Referring expression data:
§ §

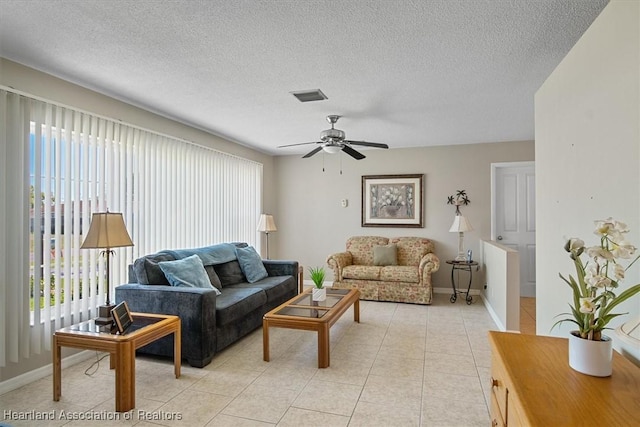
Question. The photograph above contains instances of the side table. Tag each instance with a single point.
(457, 266)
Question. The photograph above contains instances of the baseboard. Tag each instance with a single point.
(493, 314)
(39, 373)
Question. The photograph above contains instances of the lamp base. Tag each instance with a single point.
(104, 314)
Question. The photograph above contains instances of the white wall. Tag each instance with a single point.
(588, 154)
(502, 278)
(312, 224)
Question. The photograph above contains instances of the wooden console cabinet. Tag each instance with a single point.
(533, 385)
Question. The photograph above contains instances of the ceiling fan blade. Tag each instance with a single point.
(353, 153)
(311, 153)
(300, 143)
(367, 144)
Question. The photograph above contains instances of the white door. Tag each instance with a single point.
(513, 217)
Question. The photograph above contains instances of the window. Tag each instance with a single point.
(59, 165)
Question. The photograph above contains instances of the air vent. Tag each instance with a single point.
(309, 95)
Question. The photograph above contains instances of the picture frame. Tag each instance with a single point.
(392, 200)
(122, 317)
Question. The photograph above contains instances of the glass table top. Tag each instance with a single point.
(304, 306)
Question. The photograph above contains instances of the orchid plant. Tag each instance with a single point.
(595, 281)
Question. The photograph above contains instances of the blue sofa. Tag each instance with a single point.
(212, 317)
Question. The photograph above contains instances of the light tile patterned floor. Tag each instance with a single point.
(403, 365)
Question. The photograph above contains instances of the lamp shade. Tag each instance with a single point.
(266, 224)
(460, 223)
(107, 230)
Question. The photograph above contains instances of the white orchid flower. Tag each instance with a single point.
(587, 305)
(597, 280)
(623, 249)
(600, 252)
(618, 272)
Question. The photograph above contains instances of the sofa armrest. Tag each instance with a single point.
(284, 268)
(337, 262)
(196, 308)
(428, 264)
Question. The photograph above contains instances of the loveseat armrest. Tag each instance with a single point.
(284, 268)
(429, 263)
(196, 308)
(337, 262)
(281, 267)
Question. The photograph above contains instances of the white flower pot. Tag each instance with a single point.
(593, 358)
(319, 294)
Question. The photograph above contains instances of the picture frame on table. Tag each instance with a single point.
(393, 200)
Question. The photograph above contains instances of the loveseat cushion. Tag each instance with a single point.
(385, 255)
(399, 273)
(235, 302)
(361, 248)
(275, 287)
(361, 272)
(188, 272)
(147, 270)
(230, 273)
(251, 264)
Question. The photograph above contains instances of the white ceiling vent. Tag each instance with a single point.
(309, 95)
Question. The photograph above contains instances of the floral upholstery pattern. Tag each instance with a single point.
(409, 281)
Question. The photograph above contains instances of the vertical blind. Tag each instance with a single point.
(59, 165)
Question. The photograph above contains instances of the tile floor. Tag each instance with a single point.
(403, 365)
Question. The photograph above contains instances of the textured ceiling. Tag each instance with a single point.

§ §

Your answer must be the entries written out word for word, without their pictures.

Task output —
Question. The photograph above contains instances of the side table. Tag each instance with a single point.
(457, 266)
Question. The photograph above contains instances of the baseboard. Tag each instance with a single point.
(493, 314)
(39, 373)
Question. The photograph above contains instances of the lamp base. Tag each instance with a single point.
(104, 314)
Question. The photograph above contains instances of the white wall. Tag each instance with a single point.
(588, 154)
(502, 278)
(312, 224)
Question. The photograph above contains instances of the wooden console cabinet. Tag each instance with a single point.
(533, 385)
Question. The photograph above contains instances of the ceiling fan blade. Tag each instance with a single point.
(353, 153)
(311, 153)
(300, 143)
(367, 144)
Question. The photograph above contains instances of the white door. Tag each instance with a single point.
(513, 217)
Question. The photograph above contains instances of the window. Tag each instance with a single point.
(59, 165)
Question. The photograph above contains instances of the air vent. Tag each instance with a single point.
(309, 95)
Question. The photograph above contains instances of the picture frame. Tag each instance with a single point.
(392, 200)
(122, 317)
Question. The photograph above contains instances of the glass table top. Tag each instance with a single point.
(304, 306)
Question. The photograph above contains instances of the orchid plant. Tag each instance with a single point.
(595, 281)
Question. The photograph above contains instances of the blue sofa. Tag each instance with a single point.
(212, 317)
Question. The photograph above contains instances of the light tile patterned floor. Tag each instance with a single point.
(403, 365)
Question. The photograph above contains instances of the lamp shade. Tag each instance with a single point.
(266, 224)
(460, 223)
(107, 230)
Question. The photograph above contains instances of the white orchid flower. Tag each instance with a single point.
(587, 305)
(597, 280)
(623, 249)
(600, 252)
(618, 272)
Question. The photograph above contains instances of the sofa armrest. Tag each instance with a single point.
(284, 268)
(337, 262)
(196, 308)
(428, 264)
Question. The photograph above contains instances of the loveseat armrest. Tag each instance with a single point.
(284, 268)
(429, 263)
(196, 308)
(337, 262)
(281, 267)
Question. The photograph above contains instances of the white flower pot. Tag each instance with a single point.
(593, 358)
(319, 294)
Question. The photograph above contains instances of the picture frame on table. Tag each instance with a single point.
(393, 200)
Question. The photograph above contains instances of the loveseat cushion. Tag each instance with a single point.
(385, 255)
(399, 273)
(235, 302)
(361, 248)
(275, 287)
(361, 272)
(188, 272)
(147, 270)
(230, 273)
(251, 264)
Question. The photograph above contains instances of the white ceiling vent. Tag each instance with a single point.
(309, 95)
Question. The photograph above contains instances of the floral upholstery pattern. Tag each instance with a single point.
(409, 281)
Question. The photograph above contains instances of the vertical blind. Tag each instance with a single point.
(59, 165)
Question. The photograph above contains instances of the tile floor. Tag each instance with a single point.
(403, 365)
Question. The photograph above contains instances of the textured ceiling. Tag each instance with a single point.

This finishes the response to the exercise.